→ **DIRECTION A**:
How many lines in the records contain the string "surface"? Reply with only the number.

→ **SOURCE DOCUMENT**:
——

Regarding regional smells then yes, there is a general feel to each region that I'm starting to pick up on based on oils labelled as from that reason, but it's obviously more complex than that, with the mixed woods as Taha points out . So I am reading this thread with an open mind hoping to take in everyone's points but I don't feel that I have anything to add :(
 

Grega

True Ouddict
I too have read through the discussions but don't feel that I can contribute anything, being a newcomer still, and unable to form the words to describe my experience with ouds. I'm not well versed in a multitude of smells to draw the note comparisons to. But, it will come.

Regarding regional smells then yes, there is a general feel to each region that I'm starting to pick up on based on oils labelled as from that reason, but it's obviously more complex than that, with the mixed woods as Taha points out . So I am reading this thread with an open mind hoping to take in everyone's points but I don't feel that I have anything to add :(
You and me both bro :Cry:
 

Grega

True Ouddict
You are a musician. Well, if you are asked to admit that the guitar sounds like the saxophone, how would you feel about the typicality of the both instruments, especially of the guitar?:Cry::Roflmao::Cry:

Thus we are in the same boat:Roflmao:.
All I know is that pretty much any instrument overpowers my beautiful guitar. Especially a sax :( Thank god for microphones! I guess it's the same with musk ;)
 

Mr.P

oud<3er
“Having said that How I wish we had Chinese Japanese French and fortunate old timer ME oud heads and more south East Asians on this forum to tell us about their take their vision their approach and their understandings.”

This
 

Rasoul Salehi

True Ouddict
F4F2C4FF-387B-4084-BE47-C3BA2704E3FC.png
Doing my research paid off this evening: two other experienced ouddicts thought so too.
 

Taha

Oud Fan
@powdernose, please do not think I am trivializing you or what you posted.
In fact, I agree with a lot of your points. But I also disagree with some (further down below).

The problem (not the 'disagreements', that's further down below) is twofold:
1) there are FAR too many topics simultaneously being discussed.
2) Some of them are pointless to discuss without establishing certain premises first. We have disagreed on a fundamental premise, and so, no point in trying to build a castle with dry sand. It'll be a waste of time. That fundamental premise -
  • shavings vs true incense grade wood, and whether they can both yield oils of the same caliber, and true to the aroma of the raw material. Now the thing is, I clearly did say that I have come to the realization it's not smart to cook high grade wild wood, and that cheap cleverly-cooked farm oils are the "smarter" choice.
    For myself, the two don't even come close. Not even remotely.
    But everything I had typed in the original Blind Test thread was in relation to the market at large, and what does and doesn't matter for that. Including the yardstick that the bulk of the market uses for judging oils.
    So what I am trying to say is: I MYSELF am arguing in favor of cheaper oils from cheaper wood (cheapest even, practically-bunk plantation oils). I actually got an earful (eyeful?) in an email from a guy a couple years ago when I released 2 separately oils, the only difference between the 2 oils being the raw material grade. He found them to be virtually identical, and he went on to scold me about the costliness of the costlier (hence pricier) oil. I neither decide on the cost prices of different grades of wood, nor do I ever force anyone to buy any oils. I don't think I deserved that scolding. :p
    Summary: as far as the foolishness of using high grade materials is concerned, I am wholeheartedly agreeing with the argument that high-grade wood should be reserved for burning, and that scrap wood should be used for making oils. Those who can distinguish grade-variation between oils are very few (I personally believe e.g. @Nadeem is someone who can) and hence catering to their sensibilities is not viable from a business point of view.

——

→ **GIVEN RECORDS**:
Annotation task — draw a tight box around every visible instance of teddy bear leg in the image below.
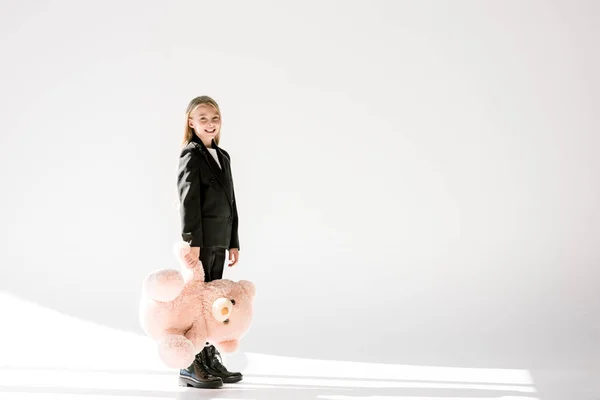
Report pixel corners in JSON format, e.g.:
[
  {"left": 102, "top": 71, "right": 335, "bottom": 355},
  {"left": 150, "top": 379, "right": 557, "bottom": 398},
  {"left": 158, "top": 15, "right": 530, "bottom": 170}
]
[
  {"left": 157, "top": 333, "right": 196, "bottom": 369},
  {"left": 144, "top": 269, "right": 184, "bottom": 302}
]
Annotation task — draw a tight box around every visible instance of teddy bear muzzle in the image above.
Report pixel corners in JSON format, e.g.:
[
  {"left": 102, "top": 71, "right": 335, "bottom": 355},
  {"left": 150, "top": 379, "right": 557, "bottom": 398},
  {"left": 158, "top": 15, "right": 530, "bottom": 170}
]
[{"left": 212, "top": 297, "right": 233, "bottom": 322}]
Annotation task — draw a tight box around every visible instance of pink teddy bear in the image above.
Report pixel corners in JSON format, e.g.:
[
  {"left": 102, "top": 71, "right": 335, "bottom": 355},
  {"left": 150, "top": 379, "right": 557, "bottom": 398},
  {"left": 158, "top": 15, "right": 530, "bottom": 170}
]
[{"left": 139, "top": 242, "right": 256, "bottom": 368}]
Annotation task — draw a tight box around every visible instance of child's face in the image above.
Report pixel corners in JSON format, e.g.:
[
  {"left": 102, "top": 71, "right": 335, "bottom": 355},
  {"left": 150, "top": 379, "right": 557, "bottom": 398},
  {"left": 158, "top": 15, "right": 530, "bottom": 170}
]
[{"left": 189, "top": 104, "right": 221, "bottom": 142}]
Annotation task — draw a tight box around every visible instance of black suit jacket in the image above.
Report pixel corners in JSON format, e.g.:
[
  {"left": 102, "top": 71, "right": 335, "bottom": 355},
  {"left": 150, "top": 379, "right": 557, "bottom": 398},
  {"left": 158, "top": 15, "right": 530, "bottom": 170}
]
[{"left": 177, "top": 135, "right": 240, "bottom": 249}]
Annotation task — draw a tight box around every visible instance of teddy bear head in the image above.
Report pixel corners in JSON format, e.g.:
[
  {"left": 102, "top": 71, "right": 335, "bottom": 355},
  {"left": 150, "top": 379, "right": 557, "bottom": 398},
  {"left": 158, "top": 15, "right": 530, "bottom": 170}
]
[
  {"left": 176, "top": 243, "right": 256, "bottom": 352},
  {"left": 202, "top": 279, "right": 255, "bottom": 352}
]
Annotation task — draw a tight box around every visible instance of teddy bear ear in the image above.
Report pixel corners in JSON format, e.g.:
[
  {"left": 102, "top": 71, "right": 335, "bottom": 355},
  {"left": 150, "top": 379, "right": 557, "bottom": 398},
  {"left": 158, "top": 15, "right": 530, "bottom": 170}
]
[{"left": 239, "top": 281, "right": 256, "bottom": 299}]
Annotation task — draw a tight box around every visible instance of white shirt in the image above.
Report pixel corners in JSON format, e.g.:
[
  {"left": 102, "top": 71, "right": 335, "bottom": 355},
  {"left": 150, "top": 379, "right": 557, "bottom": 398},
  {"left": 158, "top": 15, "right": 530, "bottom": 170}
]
[{"left": 208, "top": 147, "right": 223, "bottom": 169}]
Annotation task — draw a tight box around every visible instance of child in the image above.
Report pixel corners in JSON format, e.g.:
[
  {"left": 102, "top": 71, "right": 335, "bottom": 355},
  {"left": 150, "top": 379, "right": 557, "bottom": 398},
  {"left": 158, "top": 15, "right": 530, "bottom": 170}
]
[{"left": 177, "top": 96, "right": 242, "bottom": 388}]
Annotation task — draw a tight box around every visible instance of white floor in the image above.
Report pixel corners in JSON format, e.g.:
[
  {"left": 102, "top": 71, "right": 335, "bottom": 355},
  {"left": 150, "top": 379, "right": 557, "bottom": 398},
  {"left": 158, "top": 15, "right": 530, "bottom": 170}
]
[{"left": 0, "top": 293, "right": 600, "bottom": 400}]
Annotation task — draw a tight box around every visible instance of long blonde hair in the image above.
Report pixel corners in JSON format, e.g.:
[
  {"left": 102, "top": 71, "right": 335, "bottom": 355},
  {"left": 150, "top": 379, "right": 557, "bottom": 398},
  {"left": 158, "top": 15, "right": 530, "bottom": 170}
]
[{"left": 183, "top": 96, "right": 222, "bottom": 146}]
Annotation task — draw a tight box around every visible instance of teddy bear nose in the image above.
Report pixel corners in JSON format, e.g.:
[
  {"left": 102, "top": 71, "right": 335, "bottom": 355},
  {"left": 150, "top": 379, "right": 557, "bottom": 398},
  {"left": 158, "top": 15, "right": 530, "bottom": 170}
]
[{"left": 212, "top": 297, "right": 233, "bottom": 322}]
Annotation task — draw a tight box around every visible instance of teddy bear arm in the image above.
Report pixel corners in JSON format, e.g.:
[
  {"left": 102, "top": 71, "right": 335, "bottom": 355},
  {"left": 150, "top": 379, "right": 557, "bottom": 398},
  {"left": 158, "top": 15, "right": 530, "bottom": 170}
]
[{"left": 144, "top": 269, "right": 184, "bottom": 302}]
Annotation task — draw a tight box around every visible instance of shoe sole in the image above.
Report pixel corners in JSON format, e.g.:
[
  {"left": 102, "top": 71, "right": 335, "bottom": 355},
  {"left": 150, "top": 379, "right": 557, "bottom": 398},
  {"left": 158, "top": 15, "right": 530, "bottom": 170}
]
[
  {"left": 221, "top": 376, "right": 244, "bottom": 383},
  {"left": 179, "top": 377, "right": 223, "bottom": 389}
]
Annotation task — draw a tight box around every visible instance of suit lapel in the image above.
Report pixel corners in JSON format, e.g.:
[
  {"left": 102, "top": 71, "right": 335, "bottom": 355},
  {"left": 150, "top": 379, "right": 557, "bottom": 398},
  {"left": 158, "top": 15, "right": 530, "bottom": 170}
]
[{"left": 195, "top": 139, "right": 232, "bottom": 202}]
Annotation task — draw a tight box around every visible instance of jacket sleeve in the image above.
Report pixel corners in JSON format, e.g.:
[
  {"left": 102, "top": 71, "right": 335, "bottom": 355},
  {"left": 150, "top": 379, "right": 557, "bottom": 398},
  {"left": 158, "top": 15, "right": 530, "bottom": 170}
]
[
  {"left": 224, "top": 151, "right": 240, "bottom": 250},
  {"left": 229, "top": 181, "right": 240, "bottom": 250},
  {"left": 177, "top": 148, "right": 202, "bottom": 247}
]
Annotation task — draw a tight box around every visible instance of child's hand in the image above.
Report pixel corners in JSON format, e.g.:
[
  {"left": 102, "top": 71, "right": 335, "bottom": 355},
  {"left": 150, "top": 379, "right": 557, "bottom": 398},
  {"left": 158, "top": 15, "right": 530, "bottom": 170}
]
[
  {"left": 185, "top": 247, "right": 200, "bottom": 268},
  {"left": 228, "top": 248, "right": 240, "bottom": 267}
]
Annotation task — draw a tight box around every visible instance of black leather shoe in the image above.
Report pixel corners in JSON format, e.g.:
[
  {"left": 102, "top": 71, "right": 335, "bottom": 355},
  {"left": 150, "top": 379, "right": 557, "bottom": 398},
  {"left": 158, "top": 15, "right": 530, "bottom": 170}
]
[
  {"left": 179, "top": 356, "right": 223, "bottom": 389},
  {"left": 198, "top": 345, "right": 243, "bottom": 383}
]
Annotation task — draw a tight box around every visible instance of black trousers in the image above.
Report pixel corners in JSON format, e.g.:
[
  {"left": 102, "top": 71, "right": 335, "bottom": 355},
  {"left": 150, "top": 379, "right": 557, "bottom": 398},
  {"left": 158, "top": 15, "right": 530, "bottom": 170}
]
[
  {"left": 200, "top": 247, "right": 227, "bottom": 282},
  {"left": 188, "top": 247, "right": 227, "bottom": 369}
]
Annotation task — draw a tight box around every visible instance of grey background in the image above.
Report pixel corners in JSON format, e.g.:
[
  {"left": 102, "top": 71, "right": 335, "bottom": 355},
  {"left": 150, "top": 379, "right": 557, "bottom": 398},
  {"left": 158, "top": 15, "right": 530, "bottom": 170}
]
[{"left": 0, "top": 1, "right": 600, "bottom": 391}]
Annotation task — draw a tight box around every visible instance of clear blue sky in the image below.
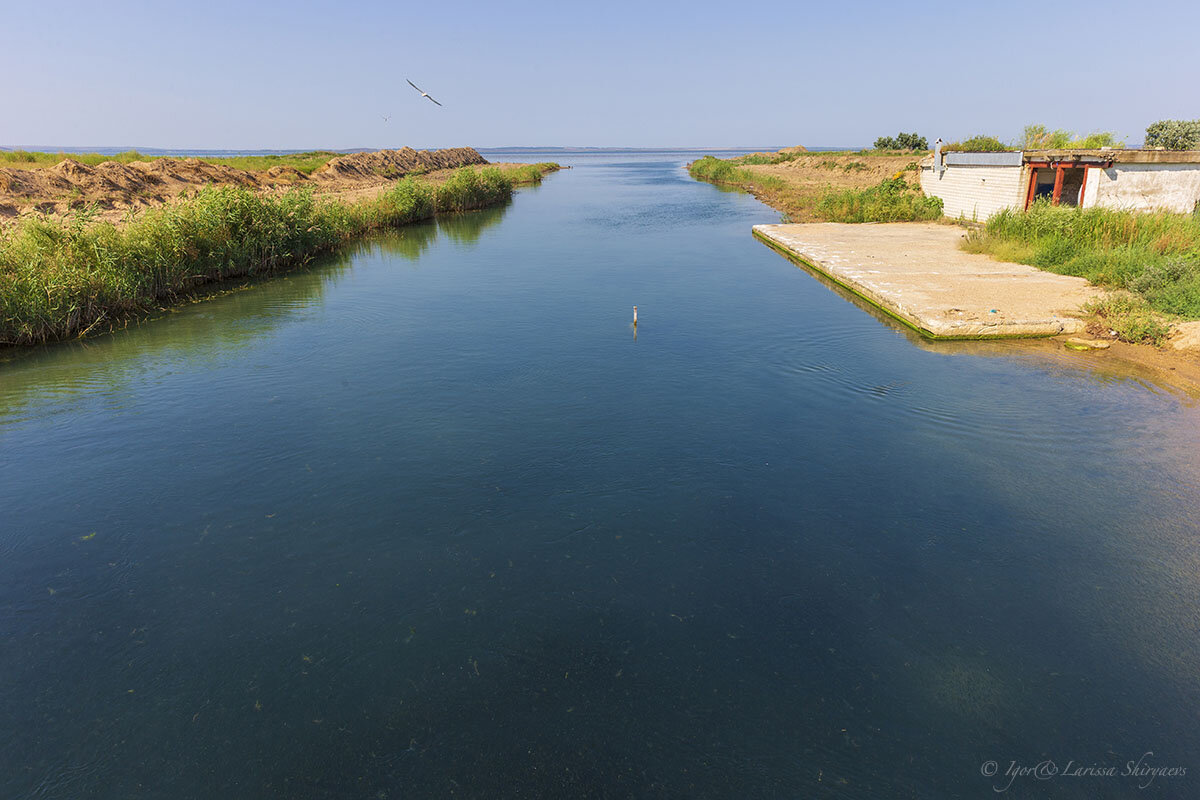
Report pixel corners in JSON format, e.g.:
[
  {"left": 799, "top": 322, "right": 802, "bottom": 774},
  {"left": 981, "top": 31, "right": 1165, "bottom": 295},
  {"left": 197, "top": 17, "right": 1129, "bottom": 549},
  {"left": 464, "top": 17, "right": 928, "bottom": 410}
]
[{"left": 0, "top": 0, "right": 1200, "bottom": 149}]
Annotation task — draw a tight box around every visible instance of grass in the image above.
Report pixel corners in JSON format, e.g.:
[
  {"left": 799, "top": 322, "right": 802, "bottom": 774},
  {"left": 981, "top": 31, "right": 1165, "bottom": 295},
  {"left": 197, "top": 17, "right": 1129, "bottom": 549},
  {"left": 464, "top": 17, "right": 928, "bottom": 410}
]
[
  {"left": 816, "top": 178, "right": 942, "bottom": 222},
  {"left": 0, "top": 164, "right": 551, "bottom": 344},
  {"left": 964, "top": 200, "right": 1200, "bottom": 341},
  {"left": 689, "top": 154, "right": 942, "bottom": 222},
  {"left": 0, "top": 150, "right": 344, "bottom": 175}
]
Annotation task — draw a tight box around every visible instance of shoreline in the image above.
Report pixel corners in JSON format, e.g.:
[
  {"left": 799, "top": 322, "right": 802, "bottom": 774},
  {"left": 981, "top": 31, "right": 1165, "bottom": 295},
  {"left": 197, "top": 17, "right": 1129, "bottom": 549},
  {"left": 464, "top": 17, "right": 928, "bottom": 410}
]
[
  {"left": 0, "top": 162, "right": 559, "bottom": 348},
  {"left": 689, "top": 151, "right": 1200, "bottom": 387}
]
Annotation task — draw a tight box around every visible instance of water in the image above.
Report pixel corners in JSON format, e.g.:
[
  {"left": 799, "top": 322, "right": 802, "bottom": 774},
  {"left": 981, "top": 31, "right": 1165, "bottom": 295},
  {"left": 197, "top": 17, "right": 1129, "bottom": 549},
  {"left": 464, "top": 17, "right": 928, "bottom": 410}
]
[{"left": 0, "top": 154, "right": 1200, "bottom": 799}]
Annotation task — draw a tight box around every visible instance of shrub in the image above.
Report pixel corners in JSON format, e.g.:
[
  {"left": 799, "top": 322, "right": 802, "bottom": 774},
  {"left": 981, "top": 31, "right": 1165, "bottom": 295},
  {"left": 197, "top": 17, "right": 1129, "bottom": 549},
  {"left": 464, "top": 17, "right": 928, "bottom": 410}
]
[
  {"left": 1022, "top": 125, "right": 1124, "bottom": 150},
  {"left": 942, "top": 134, "right": 1013, "bottom": 152},
  {"left": 875, "top": 133, "right": 929, "bottom": 150},
  {"left": 965, "top": 200, "right": 1200, "bottom": 321},
  {"left": 1145, "top": 120, "right": 1200, "bottom": 150}
]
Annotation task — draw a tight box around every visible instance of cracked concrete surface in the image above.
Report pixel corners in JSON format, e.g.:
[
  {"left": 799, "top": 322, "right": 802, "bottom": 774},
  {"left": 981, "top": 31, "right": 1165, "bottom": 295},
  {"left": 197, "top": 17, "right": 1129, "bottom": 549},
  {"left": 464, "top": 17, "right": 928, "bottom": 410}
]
[{"left": 754, "top": 222, "right": 1104, "bottom": 338}]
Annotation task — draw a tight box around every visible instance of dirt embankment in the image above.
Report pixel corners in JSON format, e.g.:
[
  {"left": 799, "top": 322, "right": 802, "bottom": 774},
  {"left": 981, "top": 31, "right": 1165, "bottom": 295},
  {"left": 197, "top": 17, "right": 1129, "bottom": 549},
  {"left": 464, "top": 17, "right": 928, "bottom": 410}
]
[
  {"left": 745, "top": 148, "right": 924, "bottom": 198},
  {"left": 0, "top": 148, "right": 488, "bottom": 218}
]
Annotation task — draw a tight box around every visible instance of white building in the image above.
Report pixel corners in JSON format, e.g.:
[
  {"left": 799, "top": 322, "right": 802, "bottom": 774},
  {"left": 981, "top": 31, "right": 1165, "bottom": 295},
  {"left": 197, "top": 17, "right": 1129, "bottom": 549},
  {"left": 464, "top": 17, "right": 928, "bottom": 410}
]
[{"left": 920, "top": 149, "right": 1200, "bottom": 221}]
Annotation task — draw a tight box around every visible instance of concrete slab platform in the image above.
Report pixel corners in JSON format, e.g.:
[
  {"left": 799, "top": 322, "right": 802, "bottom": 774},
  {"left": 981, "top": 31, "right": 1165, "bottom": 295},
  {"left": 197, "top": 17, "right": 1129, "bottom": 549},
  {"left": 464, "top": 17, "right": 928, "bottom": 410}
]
[{"left": 754, "top": 222, "right": 1104, "bottom": 339}]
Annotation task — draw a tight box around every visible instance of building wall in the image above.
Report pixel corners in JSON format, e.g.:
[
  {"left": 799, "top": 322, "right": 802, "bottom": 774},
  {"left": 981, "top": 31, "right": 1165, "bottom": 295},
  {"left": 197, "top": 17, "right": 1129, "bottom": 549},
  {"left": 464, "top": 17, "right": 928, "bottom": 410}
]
[
  {"left": 1084, "top": 162, "right": 1200, "bottom": 213},
  {"left": 920, "top": 164, "right": 1027, "bottom": 222}
]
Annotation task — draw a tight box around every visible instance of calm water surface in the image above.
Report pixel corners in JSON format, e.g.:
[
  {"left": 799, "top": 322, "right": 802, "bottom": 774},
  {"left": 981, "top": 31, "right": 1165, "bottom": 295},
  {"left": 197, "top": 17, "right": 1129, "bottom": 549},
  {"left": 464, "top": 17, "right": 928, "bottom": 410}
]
[{"left": 0, "top": 155, "right": 1200, "bottom": 799}]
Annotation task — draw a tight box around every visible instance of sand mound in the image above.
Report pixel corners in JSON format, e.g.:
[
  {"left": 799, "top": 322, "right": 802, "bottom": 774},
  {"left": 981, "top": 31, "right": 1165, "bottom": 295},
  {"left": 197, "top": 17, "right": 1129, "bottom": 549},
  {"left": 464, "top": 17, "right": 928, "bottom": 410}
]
[{"left": 0, "top": 148, "right": 487, "bottom": 217}]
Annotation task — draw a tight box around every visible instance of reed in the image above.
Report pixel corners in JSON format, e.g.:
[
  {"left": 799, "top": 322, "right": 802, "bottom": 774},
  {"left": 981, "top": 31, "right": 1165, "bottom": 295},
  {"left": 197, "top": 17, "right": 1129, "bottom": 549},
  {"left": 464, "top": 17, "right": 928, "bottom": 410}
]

——

→ **DIRECTION B**:
In the oud forum thread, list each distinct member name that sits on its own line above a rank title such as "True Ouddict".

→ **FULL ANSWER A**:
2

→ **FULL ANSWER B**:
Grega
Mr.P
Rasoul Salehi
Taha